**What to produce**
Output only the lines that run from the line holding "Target: silhouetted hill" to the end of the data below, including both ends, without any pictures.

**Task input**
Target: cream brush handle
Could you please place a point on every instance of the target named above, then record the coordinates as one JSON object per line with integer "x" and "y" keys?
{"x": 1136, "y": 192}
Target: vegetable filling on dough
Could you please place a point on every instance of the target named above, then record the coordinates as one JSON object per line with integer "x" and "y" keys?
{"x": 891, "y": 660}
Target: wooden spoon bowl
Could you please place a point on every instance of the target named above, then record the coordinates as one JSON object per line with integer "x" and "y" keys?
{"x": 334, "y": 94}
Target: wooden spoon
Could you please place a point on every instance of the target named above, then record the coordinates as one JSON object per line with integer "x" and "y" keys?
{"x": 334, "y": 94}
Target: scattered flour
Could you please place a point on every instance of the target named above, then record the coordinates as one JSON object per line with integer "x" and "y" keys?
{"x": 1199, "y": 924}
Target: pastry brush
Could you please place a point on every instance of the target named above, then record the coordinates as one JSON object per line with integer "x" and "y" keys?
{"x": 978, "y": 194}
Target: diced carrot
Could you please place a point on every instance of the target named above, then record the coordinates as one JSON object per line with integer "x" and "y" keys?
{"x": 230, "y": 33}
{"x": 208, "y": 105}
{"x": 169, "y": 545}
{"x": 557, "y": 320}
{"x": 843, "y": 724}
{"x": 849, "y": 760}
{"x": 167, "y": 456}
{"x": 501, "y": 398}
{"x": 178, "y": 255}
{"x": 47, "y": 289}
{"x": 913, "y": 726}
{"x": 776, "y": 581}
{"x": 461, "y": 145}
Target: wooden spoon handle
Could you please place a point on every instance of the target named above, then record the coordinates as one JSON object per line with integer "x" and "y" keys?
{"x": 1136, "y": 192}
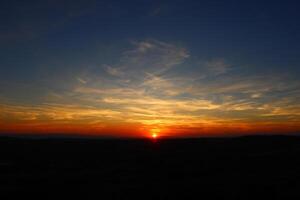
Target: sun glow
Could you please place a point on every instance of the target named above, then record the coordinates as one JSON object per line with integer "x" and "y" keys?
{"x": 154, "y": 135}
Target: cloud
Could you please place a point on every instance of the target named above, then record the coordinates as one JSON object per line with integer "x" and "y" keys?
{"x": 152, "y": 56}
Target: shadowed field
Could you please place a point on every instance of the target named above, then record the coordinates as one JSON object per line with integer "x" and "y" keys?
{"x": 231, "y": 168}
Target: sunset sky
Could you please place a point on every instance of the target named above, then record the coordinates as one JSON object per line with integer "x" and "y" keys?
{"x": 137, "y": 68}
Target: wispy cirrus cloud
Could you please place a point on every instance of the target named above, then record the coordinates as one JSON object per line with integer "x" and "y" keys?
{"x": 144, "y": 87}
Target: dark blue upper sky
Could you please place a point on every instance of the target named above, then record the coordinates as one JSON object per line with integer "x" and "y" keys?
{"x": 241, "y": 51}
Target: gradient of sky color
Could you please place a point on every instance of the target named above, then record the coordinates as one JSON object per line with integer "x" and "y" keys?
{"x": 134, "y": 68}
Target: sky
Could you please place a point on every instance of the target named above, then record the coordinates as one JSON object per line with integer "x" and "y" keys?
{"x": 137, "y": 68}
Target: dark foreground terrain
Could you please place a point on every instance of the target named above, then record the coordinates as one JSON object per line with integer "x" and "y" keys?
{"x": 232, "y": 168}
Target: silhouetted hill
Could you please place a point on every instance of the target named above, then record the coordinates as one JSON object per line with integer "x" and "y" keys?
{"x": 227, "y": 168}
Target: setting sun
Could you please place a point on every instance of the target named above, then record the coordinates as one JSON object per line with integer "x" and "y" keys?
{"x": 154, "y": 135}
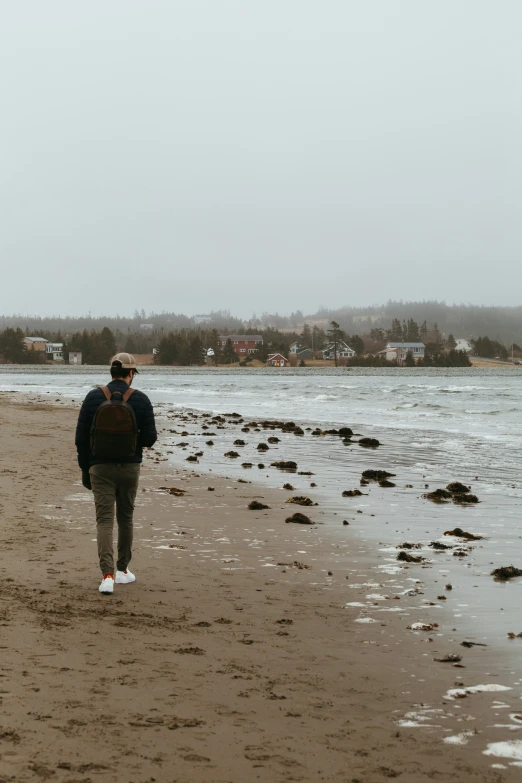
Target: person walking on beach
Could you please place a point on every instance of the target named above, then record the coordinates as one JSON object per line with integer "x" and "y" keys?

**Result of this task**
Target: silhouetted hill
Could you please place a point on every instance of the target named above, then record the coordinates as one JSON object per line with integer "x" and "y" keys?
{"x": 227, "y": 168}
Target: setting sun
Could you please place a point on every instance of the target named above, then record the coordinates as one JSON object per line with integer "x" and "y" keys?
{"x": 154, "y": 135}
Target: person walking on beach
Could you please place a point on every instance of the target named above, then record the coordinates as one JSON object per line with integer "x" and "y" keys?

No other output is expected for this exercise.